───── SOURCE DATA ─────

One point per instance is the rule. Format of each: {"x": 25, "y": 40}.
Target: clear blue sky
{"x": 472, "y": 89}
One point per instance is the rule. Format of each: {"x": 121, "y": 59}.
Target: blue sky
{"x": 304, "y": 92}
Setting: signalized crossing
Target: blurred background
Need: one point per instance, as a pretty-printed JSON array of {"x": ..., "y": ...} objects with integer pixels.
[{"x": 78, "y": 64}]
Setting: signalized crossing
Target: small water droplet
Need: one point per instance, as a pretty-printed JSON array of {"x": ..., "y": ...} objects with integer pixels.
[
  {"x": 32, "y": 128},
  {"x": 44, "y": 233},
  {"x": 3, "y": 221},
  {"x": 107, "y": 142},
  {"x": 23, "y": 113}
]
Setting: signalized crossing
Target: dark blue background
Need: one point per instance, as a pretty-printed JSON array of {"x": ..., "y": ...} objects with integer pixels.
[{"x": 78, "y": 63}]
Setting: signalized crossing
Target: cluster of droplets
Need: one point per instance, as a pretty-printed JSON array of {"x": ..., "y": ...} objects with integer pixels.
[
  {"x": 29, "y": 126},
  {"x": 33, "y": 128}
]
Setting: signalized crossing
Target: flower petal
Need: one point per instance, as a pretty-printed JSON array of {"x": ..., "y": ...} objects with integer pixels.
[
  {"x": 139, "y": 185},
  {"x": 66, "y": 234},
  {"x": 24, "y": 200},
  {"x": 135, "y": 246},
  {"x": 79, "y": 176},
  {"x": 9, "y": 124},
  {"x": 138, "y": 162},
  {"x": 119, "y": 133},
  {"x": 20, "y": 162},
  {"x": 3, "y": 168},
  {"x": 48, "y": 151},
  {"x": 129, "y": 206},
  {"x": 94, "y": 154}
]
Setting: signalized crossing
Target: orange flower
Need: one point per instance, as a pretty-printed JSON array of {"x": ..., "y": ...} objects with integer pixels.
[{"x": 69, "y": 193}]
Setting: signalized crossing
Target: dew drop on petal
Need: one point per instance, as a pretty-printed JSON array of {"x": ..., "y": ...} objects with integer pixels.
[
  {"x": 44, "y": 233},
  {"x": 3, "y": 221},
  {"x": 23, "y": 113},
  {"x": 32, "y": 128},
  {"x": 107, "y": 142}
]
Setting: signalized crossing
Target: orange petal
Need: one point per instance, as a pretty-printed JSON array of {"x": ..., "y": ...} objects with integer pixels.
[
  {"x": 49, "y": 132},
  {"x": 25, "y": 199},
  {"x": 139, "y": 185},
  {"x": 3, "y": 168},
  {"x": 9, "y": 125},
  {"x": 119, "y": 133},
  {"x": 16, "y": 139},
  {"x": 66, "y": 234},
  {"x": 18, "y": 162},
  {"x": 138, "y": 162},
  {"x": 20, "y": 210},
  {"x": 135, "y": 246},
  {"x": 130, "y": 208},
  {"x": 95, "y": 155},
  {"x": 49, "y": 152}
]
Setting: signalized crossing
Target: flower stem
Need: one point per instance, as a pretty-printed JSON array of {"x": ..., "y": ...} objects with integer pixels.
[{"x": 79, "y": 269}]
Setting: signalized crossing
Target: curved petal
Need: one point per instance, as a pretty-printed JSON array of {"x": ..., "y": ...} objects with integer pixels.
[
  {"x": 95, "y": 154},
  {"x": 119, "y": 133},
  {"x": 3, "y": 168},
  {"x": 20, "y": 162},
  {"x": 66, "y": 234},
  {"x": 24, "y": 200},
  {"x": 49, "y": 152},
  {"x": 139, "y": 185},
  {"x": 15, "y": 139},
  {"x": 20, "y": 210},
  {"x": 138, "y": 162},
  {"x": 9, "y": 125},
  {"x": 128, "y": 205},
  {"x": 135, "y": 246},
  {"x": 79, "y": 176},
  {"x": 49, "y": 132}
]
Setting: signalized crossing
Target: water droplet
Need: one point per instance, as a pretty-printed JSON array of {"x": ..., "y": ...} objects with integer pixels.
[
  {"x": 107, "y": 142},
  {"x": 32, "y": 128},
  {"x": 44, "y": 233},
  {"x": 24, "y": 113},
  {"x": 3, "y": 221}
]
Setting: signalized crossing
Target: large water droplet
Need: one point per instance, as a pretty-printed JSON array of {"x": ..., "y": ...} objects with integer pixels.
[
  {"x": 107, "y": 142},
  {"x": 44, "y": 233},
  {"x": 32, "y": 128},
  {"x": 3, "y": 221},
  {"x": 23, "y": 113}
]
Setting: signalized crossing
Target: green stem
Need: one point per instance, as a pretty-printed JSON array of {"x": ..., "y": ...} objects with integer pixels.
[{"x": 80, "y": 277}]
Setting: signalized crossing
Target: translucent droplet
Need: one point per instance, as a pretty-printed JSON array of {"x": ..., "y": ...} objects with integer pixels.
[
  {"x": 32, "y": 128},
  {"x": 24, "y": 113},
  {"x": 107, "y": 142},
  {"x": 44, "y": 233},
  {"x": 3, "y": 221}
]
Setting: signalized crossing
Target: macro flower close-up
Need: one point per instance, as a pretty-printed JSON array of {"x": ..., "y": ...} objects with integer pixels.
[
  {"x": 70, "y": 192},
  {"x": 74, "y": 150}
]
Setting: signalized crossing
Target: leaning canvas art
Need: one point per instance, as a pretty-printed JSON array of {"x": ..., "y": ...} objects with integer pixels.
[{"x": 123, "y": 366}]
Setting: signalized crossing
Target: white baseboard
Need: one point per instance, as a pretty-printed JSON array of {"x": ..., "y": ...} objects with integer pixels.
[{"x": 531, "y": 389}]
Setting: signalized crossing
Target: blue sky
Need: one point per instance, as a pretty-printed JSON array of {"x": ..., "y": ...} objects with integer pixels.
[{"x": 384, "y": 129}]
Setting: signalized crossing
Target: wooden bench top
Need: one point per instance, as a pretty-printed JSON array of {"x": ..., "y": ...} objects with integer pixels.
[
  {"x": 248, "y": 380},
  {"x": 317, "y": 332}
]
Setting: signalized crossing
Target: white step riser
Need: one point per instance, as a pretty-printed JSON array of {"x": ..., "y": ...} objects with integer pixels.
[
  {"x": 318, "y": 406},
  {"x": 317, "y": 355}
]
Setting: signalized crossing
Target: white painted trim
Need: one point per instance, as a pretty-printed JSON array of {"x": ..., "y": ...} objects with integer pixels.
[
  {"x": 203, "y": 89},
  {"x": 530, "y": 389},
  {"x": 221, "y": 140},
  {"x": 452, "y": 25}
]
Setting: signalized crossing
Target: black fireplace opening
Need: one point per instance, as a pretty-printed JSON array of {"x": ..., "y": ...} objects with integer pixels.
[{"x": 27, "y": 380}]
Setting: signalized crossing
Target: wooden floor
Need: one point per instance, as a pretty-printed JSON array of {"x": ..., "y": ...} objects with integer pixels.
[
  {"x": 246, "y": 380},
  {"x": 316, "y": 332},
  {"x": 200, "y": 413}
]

─────

▸ AIM: The records above should all be quoted exactly, please.

▸ THE RESULT:
One point per instance is the rule. Format of each: {"x": 25, "y": 40}.
Target: clear blue sky
{"x": 472, "y": 89}
One point per instance is the rule. Format of each: {"x": 121, "y": 59}.
Target: blue sky
{"x": 304, "y": 92}
Setting: signalized crossing
Target: blurred background
Need: one point per instance, as a pretty-printed JSON array of {"x": ..., "y": ...} objects with integer pixels.
[{"x": 78, "y": 64}]
Setting: signalized crossing
Target: small water droplet
Need: one point per instance, as a pretty-printed JSON array of {"x": ..., "y": ...} objects with integer pixels.
[
  {"x": 32, "y": 128},
  {"x": 44, "y": 233},
  {"x": 3, "y": 221},
  {"x": 107, "y": 142},
  {"x": 23, "y": 113}
]
Setting: signalized crossing
Target: dark blue background
Need: one point per instance, as a pretty-printed JSON array of {"x": ..., "y": ...} objects with integer pixels.
[{"x": 78, "y": 63}]
Setting: signalized crossing
Target: cluster of droplets
Need: one point per instance, as a pretty-printed JSON array of {"x": ..., "y": ...} objects with integer pixels.
[
  {"x": 29, "y": 126},
  {"x": 33, "y": 128}
]
Setting: signalized crossing
Target: flower petal
Need: one point per instance, as a pretty-printed JSON array of {"x": ..., "y": ...} objects with integer pixels.
[
  {"x": 139, "y": 185},
  {"x": 66, "y": 234},
  {"x": 24, "y": 200},
  {"x": 135, "y": 246},
  {"x": 79, "y": 176},
  {"x": 9, "y": 124},
  {"x": 138, "y": 162},
  {"x": 119, "y": 133},
  {"x": 20, "y": 162},
  {"x": 3, "y": 168},
  {"x": 48, "y": 151},
  {"x": 129, "y": 206},
  {"x": 94, "y": 154}
]
Setting: signalized crossing
Target: orange flower
Need: one point per instance, as a pretty-printed JSON array of {"x": ..., "y": ...} objects with integer pixels.
[{"x": 69, "y": 193}]
Setting: signalized crossing
Target: dew drop on petal
Need: one point per instance, as a pretty-printed JSON array of {"x": ..., "y": ...} objects with integer pixels.
[
  {"x": 44, "y": 233},
  {"x": 3, "y": 221},
  {"x": 23, "y": 113},
  {"x": 32, "y": 128},
  {"x": 107, "y": 142}
]
Setting: signalized crossing
Target: orange petal
Need: one point per instance, as a pretty-printed JSON array of {"x": ..., "y": ...} objects with integer pixels.
[
  {"x": 49, "y": 132},
  {"x": 25, "y": 199},
  {"x": 139, "y": 185},
  {"x": 3, "y": 168},
  {"x": 9, "y": 125},
  {"x": 119, "y": 133},
  {"x": 16, "y": 139},
  {"x": 66, "y": 234},
  {"x": 18, "y": 162},
  {"x": 138, "y": 162},
  {"x": 20, "y": 210},
  {"x": 135, "y": 246},
  {"x": 130, "y": 208},
  {"x": 95, "y": 155},
  {"x": 49, "y": 152}
]
Setting: signalized crossing
Target: flower stem
Need: one point per instance, as a pretty-printed JSON array of {"x": ..., "y": ...} objects with integer pixels.
[{"x": 79, "y": 269}]
Setting: signalized crossing
Target: curved petal
Need: one point per instance, as a pretty-printed JSON array of {"x": ..., "y": ...} objects with integer pixels.
[
  {"x": 95, "y": 154},
  {"x": 119, "y": 133},
  {"x": 3, "y": 168},
  {"x": 20, "y": 162},
  {"x": 66, "y": 234},
  {"x": 24, "y": 200},
  {"x": 49, "y": 152},
  {"x": 139, "y": 185},
  {"x": 15, "y": 139},
  {"x": 20, "y": 210},
  {"x": 138, "y": 162},
  {"x": 9, "y": 125},
  {"x": 128, "y": 205},
  {"x": 135, "y": 246},
  {"x": 79, "y": 176},
  {"x": 49, "y": 132}
]
Setting: signalized crossing
Target: water droplet
Need: one point per instance, as a pretty-printed JSON array of {"x": ..., "y": ...} objects with integer pixels.
[
  {"x": 107, "y": 142},
  {"x": 32, "y": 128},
  {"x": 44, "y": 233},
  {"x": 24, "y": 113},
  {"x": 3, "y": 221}
]
Setting: signalized crossing
Target: large water droplet
Need: one point per instance, as a pretty-printed JSON array of {"x": ..., "y": ...} objects with integer pixels.
[
  {"x": 107, "y": 142},
  {"x": 44, "y": 233},
  {"x": 32, "y": 128},
  {"x": 3, "y": 221},
  {"x": 23, "y": 113}
]
Setting: signalized crossing
Target: green stem
Need: one point per instance, as a pretty-printed JSON array of {"x": ..., "y": ...} objects with integer pixels.
[{"x": 80, "y": 277}]
Setting: signalized crossing
Target: translucent droplet
Need: one point per instance, as a pretty-printed JSON array of {"x": ..., "y": ...} objects with integer pixels.
[
  {"x": 32, "y": 128},
  {"x": 24, "y": 113},
  {"x": 107, "y": 142},
  {"x": 44, "y": 233},
  {"x": 3, "y": 221}
]
Setting: signalized crossing
Target: macro flower close-up
Need: one point per instance, as a pretty-printed JSON array of {"x": ..., "y": ...} objects with integer pixels.
[
  {"x": 70, "y": 192},
  {"x": 74, "y": 150}
]
Setting: signalized crossing
Target: leaning canvas art
Need: one point per instance, as a pretty-printed JSON array of {"x": ..., "y": ...} objects with integer pixels.
[{"x": 123, "y": 366}]
Setting: signalized crossing
Target: white baseboard
Need: one point per instance, as a pretty-printed JSON array of {"x": ..., "y": ...} objects with integer pixels.
[{"x": 531, "y": 389}]
Setting: signalized crossing
Target: blue sky
Need: one point per instance, as a pretty-printed JSON array of {"x": ..., "y": ...} objects with integer pixels.
[{"x": 384, "y": 129}]
Setting: signalized crossing
Target: wooden bench top
Need: one point per instance, as a pretty-printed JSON array of {"x": ..., "y": ...} objects with integer pixels.
[
  {"x": 248, "y": 380},
  {"x": 317, "y": 332}
]
Setting: signalized crossing
Target: white step riser
Need: one point per instance, as a pretty-printed JSON array of {"x": ..., "y": ...} objects with integer pixels.
[
  {"x": 318, "y": 406},
  {"x": 317, "y": 355}
]
Setting: signalized crossing
Target: white painted trim
Need: one point per instance, as a pretty-printed JSON array of {"x": ..., "y": ...} objects with integer pixels.
[
  {"x": 203, "y": 89},
  {"x": 530, "y": 389},
  {"x": 221, "y": 140},
  {"x": 452, "y": 25}
]
Setting: signalized crossing
Target: black fireplace opening
Need: one point per instance, as a pretty-printed JSON array of {"x": ..., "y": ...} objects with integer pixels.
[{"x": 27, "y": 380}]
Setting: signalized crossing
Target: wooden floor
Need: one point per instance, as a pretty-printed JSON array of {"x": ..., "y": ...} objects with integer pixels.
[
  {"x": 246, "y": 380},
  {"x": 316, "y": 332},
  {"x": 200, "y": 413}
]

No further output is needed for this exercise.